> [TASKS TO CARRY OUT]:
1. Transcribe the vector-potential passage, starting with "Now $$\gamma_n(C)$$ is" and going on through "does not enter.".
2. Answer these questions from the vector-potential passage:
(a) What is always zero?
(b) Which theorem is applied to introduce a curl into the definition of $$\gamma_n(C)$$?
(c) What is $$\vb{A}_n$$ said to be analogous to?
3. Write the next part of the vector-potential passage, picking up after its final sentence.

Unfortunately, $$f$$ does not vanish as we would have liked,
so $$\vb{A}_n$$ depends on our choice of $$f$$.

However, the curl of a gradient is always zero,
so although $$\vb{A}_n$$ is not unique,
its curl $$\nabla_\vb{R} \cross \vb{A}_n$$ is guaranteed to be.
Conveniently, we can introduce a curl in the definition of $$\gamma_n(C)$$
by applying Stokes' theorem, under the assumption
that $$\vb{A}_n$$ has no singularities in the area enclosed by $$C$$
(fortunately, $$\vb{A}_n$$ can always be chosen to satisfy this):

$$\begin{aligned}
    \boxed{
        \gamma_n(C)
        = - \iint_{S(C)} \vb{B}_n(\vb{R}) \cdot \dd{\vb{S}}
    }
\end{aligned}$$

Where we defined $$\vb{B}_n$$ as the curl of $$\vb{A}_n$$.
Now $$\gamma_n(C)$$ is guaranteed to be unique.
Note that $$\vb{B}_n$$ is analogous to a magnetic field,
and $$\vb{A}_n$$ to a magnetic vector potential:

$$\begin{aligned}
    \vb{B}_n(\vb{R})
    \equiv \nabla_\vb{R} \cross \vb{A}_n(\vb{R})
    = \Imag\!\Big\{ \nabla_\vb{R} \cross \Inprod{\psi_n(\vb{R})}{\nabla_\vb{R} \psi_n(\vb{R})} \Big\}
\end{aligned}$$

Unfortunately, $$\nabla_\vb{R} \psi_n$$ is difficult to evaluate explicitly,
so we would like to rewrite $$\vb{B}_n$$ such that it does not enter.

> [DATA ROWS]:
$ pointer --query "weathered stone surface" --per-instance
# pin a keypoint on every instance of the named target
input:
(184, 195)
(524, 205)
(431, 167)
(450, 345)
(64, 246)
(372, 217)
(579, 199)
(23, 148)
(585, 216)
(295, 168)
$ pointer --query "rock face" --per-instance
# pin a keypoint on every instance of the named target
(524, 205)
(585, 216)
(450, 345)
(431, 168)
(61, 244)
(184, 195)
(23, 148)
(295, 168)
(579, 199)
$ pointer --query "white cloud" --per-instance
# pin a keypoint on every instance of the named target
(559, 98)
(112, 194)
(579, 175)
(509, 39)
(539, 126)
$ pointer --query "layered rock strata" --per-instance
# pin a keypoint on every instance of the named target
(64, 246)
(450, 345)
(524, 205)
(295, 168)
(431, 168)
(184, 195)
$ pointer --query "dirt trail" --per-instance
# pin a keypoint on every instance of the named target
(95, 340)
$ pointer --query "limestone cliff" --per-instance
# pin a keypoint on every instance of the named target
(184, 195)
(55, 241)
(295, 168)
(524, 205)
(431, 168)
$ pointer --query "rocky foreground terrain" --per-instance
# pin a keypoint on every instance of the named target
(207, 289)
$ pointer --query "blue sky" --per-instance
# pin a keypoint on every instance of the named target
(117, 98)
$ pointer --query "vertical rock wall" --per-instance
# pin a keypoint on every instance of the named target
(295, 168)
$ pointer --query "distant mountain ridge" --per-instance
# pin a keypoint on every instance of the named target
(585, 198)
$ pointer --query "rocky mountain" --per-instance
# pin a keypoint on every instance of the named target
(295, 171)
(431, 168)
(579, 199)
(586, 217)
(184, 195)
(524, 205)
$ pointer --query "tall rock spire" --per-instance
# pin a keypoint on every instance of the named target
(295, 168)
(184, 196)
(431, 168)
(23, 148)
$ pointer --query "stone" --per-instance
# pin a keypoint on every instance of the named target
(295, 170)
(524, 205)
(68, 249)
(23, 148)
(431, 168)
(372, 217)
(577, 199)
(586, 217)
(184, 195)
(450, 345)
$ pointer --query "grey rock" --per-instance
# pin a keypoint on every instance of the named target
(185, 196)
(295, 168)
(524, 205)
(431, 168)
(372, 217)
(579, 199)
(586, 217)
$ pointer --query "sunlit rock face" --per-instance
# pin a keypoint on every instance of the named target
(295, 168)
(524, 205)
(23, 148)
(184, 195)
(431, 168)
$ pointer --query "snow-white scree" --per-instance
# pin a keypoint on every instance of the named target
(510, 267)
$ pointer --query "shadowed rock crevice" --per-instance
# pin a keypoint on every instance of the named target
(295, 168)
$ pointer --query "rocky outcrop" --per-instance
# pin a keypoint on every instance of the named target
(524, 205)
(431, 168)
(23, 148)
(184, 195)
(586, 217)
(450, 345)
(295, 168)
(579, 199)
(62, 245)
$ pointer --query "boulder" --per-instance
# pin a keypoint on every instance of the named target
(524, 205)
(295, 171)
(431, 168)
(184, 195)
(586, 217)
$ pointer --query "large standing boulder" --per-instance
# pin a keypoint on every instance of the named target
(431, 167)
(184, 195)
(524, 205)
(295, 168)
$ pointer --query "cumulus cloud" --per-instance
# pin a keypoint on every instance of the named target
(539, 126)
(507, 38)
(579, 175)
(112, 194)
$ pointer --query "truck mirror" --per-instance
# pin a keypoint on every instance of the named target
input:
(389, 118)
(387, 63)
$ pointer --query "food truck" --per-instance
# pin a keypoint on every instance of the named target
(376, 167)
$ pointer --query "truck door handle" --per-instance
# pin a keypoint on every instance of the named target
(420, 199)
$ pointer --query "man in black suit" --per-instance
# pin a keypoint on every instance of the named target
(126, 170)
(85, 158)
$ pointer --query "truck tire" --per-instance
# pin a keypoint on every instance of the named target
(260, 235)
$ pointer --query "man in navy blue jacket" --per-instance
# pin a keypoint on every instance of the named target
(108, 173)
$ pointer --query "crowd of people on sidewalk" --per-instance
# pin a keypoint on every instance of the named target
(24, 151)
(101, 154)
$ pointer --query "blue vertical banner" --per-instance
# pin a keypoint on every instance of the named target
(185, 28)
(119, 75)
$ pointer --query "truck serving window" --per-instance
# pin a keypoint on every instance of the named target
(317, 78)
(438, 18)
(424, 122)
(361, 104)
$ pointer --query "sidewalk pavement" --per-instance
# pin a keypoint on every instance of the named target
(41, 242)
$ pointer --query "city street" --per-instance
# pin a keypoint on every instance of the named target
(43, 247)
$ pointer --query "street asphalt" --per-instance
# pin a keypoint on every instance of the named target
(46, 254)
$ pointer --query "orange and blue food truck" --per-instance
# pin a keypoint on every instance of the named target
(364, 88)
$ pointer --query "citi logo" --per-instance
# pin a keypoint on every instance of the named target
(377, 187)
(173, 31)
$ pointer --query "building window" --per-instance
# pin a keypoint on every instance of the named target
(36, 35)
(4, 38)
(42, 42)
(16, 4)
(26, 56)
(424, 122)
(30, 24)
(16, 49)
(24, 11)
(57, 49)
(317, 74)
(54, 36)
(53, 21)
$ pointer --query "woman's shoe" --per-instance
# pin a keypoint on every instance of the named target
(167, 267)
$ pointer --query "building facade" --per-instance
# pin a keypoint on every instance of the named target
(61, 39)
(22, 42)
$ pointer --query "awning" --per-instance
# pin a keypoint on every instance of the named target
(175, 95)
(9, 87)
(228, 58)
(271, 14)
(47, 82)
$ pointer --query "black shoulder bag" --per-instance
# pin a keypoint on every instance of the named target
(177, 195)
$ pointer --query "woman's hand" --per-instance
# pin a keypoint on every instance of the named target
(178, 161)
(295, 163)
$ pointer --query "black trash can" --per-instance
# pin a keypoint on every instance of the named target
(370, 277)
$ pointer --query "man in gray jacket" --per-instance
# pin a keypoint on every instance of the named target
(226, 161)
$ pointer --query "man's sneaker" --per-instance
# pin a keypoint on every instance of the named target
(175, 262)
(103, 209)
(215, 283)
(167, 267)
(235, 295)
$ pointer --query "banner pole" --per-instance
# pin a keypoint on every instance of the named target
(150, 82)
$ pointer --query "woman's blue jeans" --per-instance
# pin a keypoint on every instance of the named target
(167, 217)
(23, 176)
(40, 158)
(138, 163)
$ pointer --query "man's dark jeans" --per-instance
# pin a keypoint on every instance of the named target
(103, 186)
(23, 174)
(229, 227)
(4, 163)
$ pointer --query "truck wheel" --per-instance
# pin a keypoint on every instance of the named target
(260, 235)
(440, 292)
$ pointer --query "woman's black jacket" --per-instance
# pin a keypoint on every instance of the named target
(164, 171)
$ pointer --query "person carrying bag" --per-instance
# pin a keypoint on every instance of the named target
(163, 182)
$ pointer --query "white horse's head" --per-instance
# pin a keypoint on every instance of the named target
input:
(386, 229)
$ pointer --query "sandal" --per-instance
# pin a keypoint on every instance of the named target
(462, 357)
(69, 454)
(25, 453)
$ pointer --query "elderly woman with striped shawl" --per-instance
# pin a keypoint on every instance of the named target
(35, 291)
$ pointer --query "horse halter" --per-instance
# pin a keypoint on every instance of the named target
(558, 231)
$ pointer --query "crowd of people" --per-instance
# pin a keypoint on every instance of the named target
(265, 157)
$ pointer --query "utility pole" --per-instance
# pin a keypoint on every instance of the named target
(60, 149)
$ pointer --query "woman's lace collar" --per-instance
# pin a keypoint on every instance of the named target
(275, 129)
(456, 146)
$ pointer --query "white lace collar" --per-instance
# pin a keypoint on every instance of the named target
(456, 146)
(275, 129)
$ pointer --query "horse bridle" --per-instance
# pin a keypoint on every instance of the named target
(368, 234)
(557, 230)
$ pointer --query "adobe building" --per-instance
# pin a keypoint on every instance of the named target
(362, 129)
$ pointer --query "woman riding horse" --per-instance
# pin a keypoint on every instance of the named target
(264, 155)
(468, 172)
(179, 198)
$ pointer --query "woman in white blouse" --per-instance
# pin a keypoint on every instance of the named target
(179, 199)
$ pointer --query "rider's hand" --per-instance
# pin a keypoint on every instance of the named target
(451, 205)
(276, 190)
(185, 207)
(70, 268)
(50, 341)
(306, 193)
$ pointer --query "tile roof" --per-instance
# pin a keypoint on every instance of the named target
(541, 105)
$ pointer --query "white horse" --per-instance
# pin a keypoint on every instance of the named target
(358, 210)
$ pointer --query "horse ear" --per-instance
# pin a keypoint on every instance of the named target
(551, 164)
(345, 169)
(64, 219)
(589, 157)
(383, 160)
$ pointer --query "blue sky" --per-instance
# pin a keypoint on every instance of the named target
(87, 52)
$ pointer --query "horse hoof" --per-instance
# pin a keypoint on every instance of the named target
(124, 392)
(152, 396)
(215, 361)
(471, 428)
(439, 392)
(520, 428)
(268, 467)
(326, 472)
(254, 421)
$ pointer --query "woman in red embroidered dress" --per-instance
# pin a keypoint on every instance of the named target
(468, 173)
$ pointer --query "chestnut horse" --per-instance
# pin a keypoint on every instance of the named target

> [RESULTS BY TASK]:
1.
Now $$\gamma_n(C)$$ is guaranteed to be unique.
Note that $$\vb{B}_n$$ is analogous to a magnetic field,
and $$\vb{A}_n$$ to a magnetic vector potential:

$$\begin{aligned}
    \vb{B}_n(\vb{R})
    \equiv \nabla_\vb{R} \cross \vb{A}_n(\vb{R})
    = \Imag\!\Big\{ \nabla_\vb{R} \cross \Inprod{\psi_n(\vb{R})}{\nabla_\vb{R} \psi_n(\vb{R})} \Big\}
\end{aligned}$$

Unfortunately, $$\nabla_\vb{R} \psi_n$$ is difficult to evaluate explicitly,
so we would like to rewrite $$\vb{B}_n$$ such that it does not enter.

2.
(a) The curl of a gradient.
(b) Stokes' theorem.
(c) A magnetic vector potential.

3.
We do this as follows, inserting $$1 = \sum_{m} \Ket{\psi_m} \Bra{\psi_m}$$ along the way:

$$\begin{aligned}
    i \vb{B}_n
    = \nabla_\vb{R} \cross \Inprod{\psi_n}{\nabla_\vb{R} \psi_n}
    &= \Inprod{\psi_n}{\nabla_\vb{R} \cross \nabla_\vb{R} \psi_n} + \Bra{\nabla_\vb{R} \psi_n} \cross \Ket{\nabla_\vb{R} \psi_n}
    \\
    &= \sum_{m} \Inprod{\nabla_\vb{R} \psi_n}{\psi_m} \cross \Inprod{\psi_m}{\nabla_\vb{R} \psi_n}
\end{aligned}$$

The fact that $$\Inprod{\psi_n}{\nabla_\vb{R} \psi_n}$$ is imaginary
means it is parallel to its complex conjugate,
and thus the cross product vanishes, so we exclude $$n$$ from the sum:

$$\begin{aligned}
    \vb{B}_n
    &= \sum_{m \neq n} \Inprod{\nabla_\vb{R} \psi_n}{\psi_m} \cross \Inprod{\psi_m}{\nabla_\vb{R} \psi_n}
\end{aligned}$$

From the [Hellmann-Feynman theorem](/know/concept/hellmann-feynman-theorem/),
we know that the inner products can be rewritten:

$$\begin{aligned}
    \Inprod{\psi_m}{\nabla_\vb{R} \psi_n}
    = \frac{\matrixel{\psi_n}{\nabla_\vb{R} \hat{H}}{\psi_m}}{E_n - E_m}
\end{aligned}$$

Where we have assumed that there is no degeneracy.
This leads to the following result:

$$\begin{aligned}
    \boxed{
        \vb{B}_n
        = \Imag \sum_{m \neq n}
        \frac{\matrixel{\psi_n}{\nabla_\vb{R} \hat{H}}{\psi_m} \cross \matrixel{\psi_m}{\nabla_\vb{R} \hat{H}}{\psi_n}}{(E_n - E_m)^2}
    }
\end{aligned}$$

Which only involves $$\nabla_\vb{R} \hat{H}$$,
and is therefore easier to evaluate than any $$\Ket{\nabla_\vb{R} \psi_n}$$.



## References
1.  M.V. Berry,
    [Quantal phase factors accompanying adiabatic changes](https://doi.org/10.1098/rspa.1984.0023),
    1984, Royal Society.
2.  G. Grosso, G.P. Parravicini,
    *Solid state physics*,
    2nd edition, Elsevier.